[Pointing listing]
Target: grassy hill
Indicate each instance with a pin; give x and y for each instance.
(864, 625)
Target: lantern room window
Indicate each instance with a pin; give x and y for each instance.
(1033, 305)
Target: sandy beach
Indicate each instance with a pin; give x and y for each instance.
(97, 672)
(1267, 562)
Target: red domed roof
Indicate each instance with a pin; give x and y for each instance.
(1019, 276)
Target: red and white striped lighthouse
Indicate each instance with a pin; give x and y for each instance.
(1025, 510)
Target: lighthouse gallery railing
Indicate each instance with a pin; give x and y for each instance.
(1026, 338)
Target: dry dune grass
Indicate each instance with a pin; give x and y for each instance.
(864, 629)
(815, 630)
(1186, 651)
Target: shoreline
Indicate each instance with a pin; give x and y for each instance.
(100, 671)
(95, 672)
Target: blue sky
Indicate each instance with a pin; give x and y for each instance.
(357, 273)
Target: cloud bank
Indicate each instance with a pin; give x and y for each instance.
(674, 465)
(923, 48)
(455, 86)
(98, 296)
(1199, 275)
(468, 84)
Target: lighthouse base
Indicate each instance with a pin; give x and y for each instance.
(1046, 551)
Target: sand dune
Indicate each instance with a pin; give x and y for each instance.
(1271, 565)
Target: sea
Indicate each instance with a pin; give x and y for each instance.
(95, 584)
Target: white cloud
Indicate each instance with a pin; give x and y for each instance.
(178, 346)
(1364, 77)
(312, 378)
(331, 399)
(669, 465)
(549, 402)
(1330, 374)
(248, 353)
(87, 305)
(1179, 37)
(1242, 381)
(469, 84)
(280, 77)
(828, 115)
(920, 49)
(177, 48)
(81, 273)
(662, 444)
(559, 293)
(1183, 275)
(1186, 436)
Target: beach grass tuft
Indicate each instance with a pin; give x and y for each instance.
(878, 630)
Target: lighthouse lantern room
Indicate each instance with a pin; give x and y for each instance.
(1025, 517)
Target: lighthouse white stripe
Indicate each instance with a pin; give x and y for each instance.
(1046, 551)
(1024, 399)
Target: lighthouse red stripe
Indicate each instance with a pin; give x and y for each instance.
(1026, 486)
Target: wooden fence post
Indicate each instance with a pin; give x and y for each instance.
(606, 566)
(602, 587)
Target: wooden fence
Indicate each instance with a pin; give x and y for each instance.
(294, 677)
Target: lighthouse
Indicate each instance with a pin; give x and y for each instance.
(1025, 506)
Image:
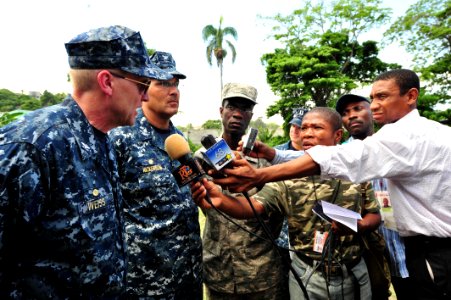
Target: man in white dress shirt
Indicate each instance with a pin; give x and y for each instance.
(412, 152)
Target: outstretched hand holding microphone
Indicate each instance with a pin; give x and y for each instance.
(190, 171)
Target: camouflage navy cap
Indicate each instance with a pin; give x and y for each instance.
(298, 115)
(164, 61)
(113, 47)
(239, 90)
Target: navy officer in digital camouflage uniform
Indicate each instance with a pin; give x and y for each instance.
(61, 233)
(161, 219)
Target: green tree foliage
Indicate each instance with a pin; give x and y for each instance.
(14, 105)
(212, 124)
(425, 31)
(8, 117)
(215, 39)
(322, 57)
(48, 99)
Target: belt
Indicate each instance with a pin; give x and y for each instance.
(334, 269)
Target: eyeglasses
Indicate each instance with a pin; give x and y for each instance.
(167, 84)
(142, 86)
(247, 110)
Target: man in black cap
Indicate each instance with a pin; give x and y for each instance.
(161, 220)
(61, 234)
(295, 142)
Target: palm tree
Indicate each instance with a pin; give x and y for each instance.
(215, 39)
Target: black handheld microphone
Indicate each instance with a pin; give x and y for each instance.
(178, 149)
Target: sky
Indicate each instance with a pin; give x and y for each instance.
(33, 57)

WHAT TO DO: Reproduce the stretch of the listing from the line containing "Target: sky" through the end of the listing, keeping every line, including the requests, and offsetting each pin coordinate by adding 58 to both x and y.

TASK RESULT:
Target: sky
Indicate each instance with a pin; give x and y for each instance.
(91, 115)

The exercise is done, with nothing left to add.